When faced with a new problem, the classifier can recommend corresponding solutions based on its 
training. Since the class label of each sample is required during the training process, data classification falls 
under the category of supervised learning. Evaluating the predictive accuracy of the classifier is often crucial 
when determining its applicability in a specific domain [6]-[11]. 


Several techniques can be employed in the data mining process. An effort was made by [12] to identify the 
top 10 data mining algorithms during the IEEE International Conference on Data Mining (CDM) in 
December 2006. It involved inviting winners of the IEEE ICDM research contribution award and ACM 
KDD innovation award to nominate up to 10 algorithms in data mining. Each nomination was verified 
for citations on Google Scholar, and those with at least 50 citations were retained. The final top 10 
algorithms were determined through an open vote by all attendees of ICDM. Among these top algorithms, 
Support Vector Machine (SVM) [13], Classification And Regression Tree (CART), C4.5 [14], [15], K- 
Nearest Neighbors (KNN) [16], and naive Bayes [17] are commonly used techniques for classification 
mining.

§ Short problem a: Write out the records as a numbered list with no blank lines, beginning at the line that contains "Where in the photo above can the lake" and continuing to the end of the records.

§ Exercise inputs:
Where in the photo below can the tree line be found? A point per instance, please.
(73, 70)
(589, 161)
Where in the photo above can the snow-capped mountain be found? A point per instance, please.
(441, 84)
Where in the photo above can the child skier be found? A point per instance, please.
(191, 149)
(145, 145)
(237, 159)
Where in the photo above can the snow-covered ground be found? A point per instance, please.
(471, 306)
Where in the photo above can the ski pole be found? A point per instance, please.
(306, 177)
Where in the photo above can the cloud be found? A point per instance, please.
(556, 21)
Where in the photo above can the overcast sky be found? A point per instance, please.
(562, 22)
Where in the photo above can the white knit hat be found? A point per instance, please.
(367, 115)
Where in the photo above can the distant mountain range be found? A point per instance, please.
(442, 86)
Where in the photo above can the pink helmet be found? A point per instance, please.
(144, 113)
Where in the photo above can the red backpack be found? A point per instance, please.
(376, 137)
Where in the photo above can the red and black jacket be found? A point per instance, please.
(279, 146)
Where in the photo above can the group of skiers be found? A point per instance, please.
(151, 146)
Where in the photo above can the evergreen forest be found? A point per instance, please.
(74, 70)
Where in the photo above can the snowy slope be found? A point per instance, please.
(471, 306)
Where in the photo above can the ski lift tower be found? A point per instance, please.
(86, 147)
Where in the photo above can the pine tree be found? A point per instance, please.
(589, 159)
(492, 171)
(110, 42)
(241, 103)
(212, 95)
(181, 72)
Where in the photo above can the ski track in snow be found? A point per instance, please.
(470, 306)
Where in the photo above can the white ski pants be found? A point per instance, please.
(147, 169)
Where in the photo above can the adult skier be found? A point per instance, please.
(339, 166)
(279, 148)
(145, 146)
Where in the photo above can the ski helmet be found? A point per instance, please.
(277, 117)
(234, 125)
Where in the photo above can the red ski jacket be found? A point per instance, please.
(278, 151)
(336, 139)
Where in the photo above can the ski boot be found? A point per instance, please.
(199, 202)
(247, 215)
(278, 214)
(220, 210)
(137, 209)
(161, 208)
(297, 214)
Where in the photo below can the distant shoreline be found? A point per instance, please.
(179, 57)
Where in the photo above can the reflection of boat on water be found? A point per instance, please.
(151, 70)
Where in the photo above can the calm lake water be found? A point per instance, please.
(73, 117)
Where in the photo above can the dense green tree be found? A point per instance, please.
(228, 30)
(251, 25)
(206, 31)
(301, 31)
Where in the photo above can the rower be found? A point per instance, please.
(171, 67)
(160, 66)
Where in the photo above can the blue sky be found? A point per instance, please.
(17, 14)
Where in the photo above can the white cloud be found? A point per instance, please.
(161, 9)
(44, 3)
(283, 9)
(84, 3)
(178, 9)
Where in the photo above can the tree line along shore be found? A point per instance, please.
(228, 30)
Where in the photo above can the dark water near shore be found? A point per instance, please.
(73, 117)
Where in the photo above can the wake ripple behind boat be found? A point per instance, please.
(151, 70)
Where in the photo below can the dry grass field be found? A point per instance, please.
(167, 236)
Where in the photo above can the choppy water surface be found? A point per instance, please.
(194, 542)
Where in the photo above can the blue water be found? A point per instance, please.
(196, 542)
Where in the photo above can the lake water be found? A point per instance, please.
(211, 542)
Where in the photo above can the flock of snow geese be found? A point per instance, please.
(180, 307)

§ Short problem b: From the passage on data classification, copy the part that begins at the words "When faced with" and ends after "specific domain [6]-[11].".

§ Complete response a:
1. Where in the photo above can the lake water be found? A point per instance, please.
2. (211, 542)
3. Where in the photo above can the flock of snow geese be found? A point per instance, please.
4. (180, 307)

§ Complete response b:
When faced with a new problem, the classifier can recommend corresponding solutions based on its 
training. Since the class label of each sample is required during the training process, data classification falls 
under the category of supervised learning. Evaluating the predictive accuracy of the classifier is often crucial 
when determining its applicability in a specific domain [6]-[11].